## Testo da analizzare
────────

La prima novità di questo lavoro è proprio la casa editrice.

Infatti. È un onore poter pubblicare con un editore del prestigio e della storia come Mursia. Sono contento che questa mia idea sia stata ben accolta e inserita in “Giungla Gialla” che ad oggi ha già in catalogo 44 titoli.

Questa collana ha, infatti, una caratteristica particolare, oltre a quella di essere consacrata al noir.

Il successo della collana è nella scelta di puntare sulla territorialità, entrando nel cuore della provincia e delle città italiane, una caratteristica che illustra al meglio le diverse sfumature del giallo italiano, un unicum nella letteratura noir mondiale. Nel mio caso, considerate le origini venete, “Bruma Serenissima” si sviluppa per intero a Venezia e in un momento particolare come quello del Covid con la chiusura dei centri urbani e la limitazione alla libera circolazione.

────────

## Compiti da svolgere
1. Rispondi a queste domande sul testo su “Bruma Serenissima”:
(a) Quanti titoli conta oggi in catalogo la collana “Giungla Gialla”?
(b) In quale città si svolge per intero “Bruma Serenissima”?
(c) In quale momento è ambientata la vicenda?
2. Prosegui il testo su “Bruma Serenissima” dopo la sua ultima frase.

## Materiale mostrato
────────

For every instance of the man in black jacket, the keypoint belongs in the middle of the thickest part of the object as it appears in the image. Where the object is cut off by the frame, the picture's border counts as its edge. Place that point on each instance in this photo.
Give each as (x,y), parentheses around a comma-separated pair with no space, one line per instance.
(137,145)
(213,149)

────────

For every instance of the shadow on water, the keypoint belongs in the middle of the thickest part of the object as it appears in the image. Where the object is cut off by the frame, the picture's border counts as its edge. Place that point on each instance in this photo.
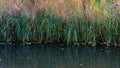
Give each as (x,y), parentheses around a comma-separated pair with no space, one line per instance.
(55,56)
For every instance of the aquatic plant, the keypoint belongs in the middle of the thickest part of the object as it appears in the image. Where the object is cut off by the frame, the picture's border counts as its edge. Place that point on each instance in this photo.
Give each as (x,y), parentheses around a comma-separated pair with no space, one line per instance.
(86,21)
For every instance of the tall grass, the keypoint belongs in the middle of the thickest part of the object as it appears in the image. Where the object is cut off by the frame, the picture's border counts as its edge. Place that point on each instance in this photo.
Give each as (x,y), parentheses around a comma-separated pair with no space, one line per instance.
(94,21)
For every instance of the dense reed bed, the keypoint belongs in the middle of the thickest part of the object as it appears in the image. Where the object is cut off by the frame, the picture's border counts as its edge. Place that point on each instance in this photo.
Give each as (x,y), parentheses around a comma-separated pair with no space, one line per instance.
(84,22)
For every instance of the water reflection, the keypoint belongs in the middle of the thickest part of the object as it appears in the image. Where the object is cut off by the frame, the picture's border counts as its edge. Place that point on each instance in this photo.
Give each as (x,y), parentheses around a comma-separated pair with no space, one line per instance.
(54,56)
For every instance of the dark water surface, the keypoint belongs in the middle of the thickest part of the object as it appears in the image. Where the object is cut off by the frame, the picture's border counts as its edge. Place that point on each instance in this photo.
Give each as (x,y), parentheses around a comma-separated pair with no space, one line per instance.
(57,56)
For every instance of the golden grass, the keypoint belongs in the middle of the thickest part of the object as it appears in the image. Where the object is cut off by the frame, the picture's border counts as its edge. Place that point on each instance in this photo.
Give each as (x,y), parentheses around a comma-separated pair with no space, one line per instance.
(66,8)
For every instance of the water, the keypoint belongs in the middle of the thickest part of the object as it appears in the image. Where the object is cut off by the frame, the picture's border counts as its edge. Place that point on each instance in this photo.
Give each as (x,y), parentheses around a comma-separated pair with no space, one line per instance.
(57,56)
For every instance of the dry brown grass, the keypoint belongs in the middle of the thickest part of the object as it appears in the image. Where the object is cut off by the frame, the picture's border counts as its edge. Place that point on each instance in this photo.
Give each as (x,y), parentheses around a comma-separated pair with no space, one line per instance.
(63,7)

────────

## Risposte scritte
1.
(a) 44 titoli.
(b) A Venezia.
(c) Durante il Covid, con la chiusura dei centri urbani e la limitazione alla libera circolazione.

2.
Una scelta non casuale, sembra.

Dagli studi di gioventù ho ereditato questa passione di inserire i racconti in una precisa dimensione storica. Ero partito da un’altra idea che poi ho così coniugato con una pandemia mai vista nella storia recente. Come nei miei gialli precedenti, cerco di sempre di offrire attraverso l’intrigo e il delitto, una o più chiavi di lettura del quotidiano e del sociale, delle nostre angosce, delle nostre paure, della violenza che permea la nostra società. Elementi che spesso nascono da virus ideali che inquinano le coscienze e proprio come il covid passano da uno all’altro, spesso infettando anche le persone che si ritenevano al sicuro dal contagio.

Quali sono questi virus?

I mali con i quali facciamo i conti ogni giorno: il razzismo, l’emarginazione, il disprezzo sociale, la paura del diverso, il complottismo, le tante pulizie etniche, la volontà di prevaricazione verso i più deboli, le farneticazioni ideologiche. Il tutto in un clima di violenza e indifferenza generalizzate che prendono origine da una società come quella odierna in cui siamo di fronte a una somma di individualismi egoistici che hanno la meglio sulle solidarietà collettive.

Una Venezia molto diversa dall’immagine di una città unica che ci viene trasmessa.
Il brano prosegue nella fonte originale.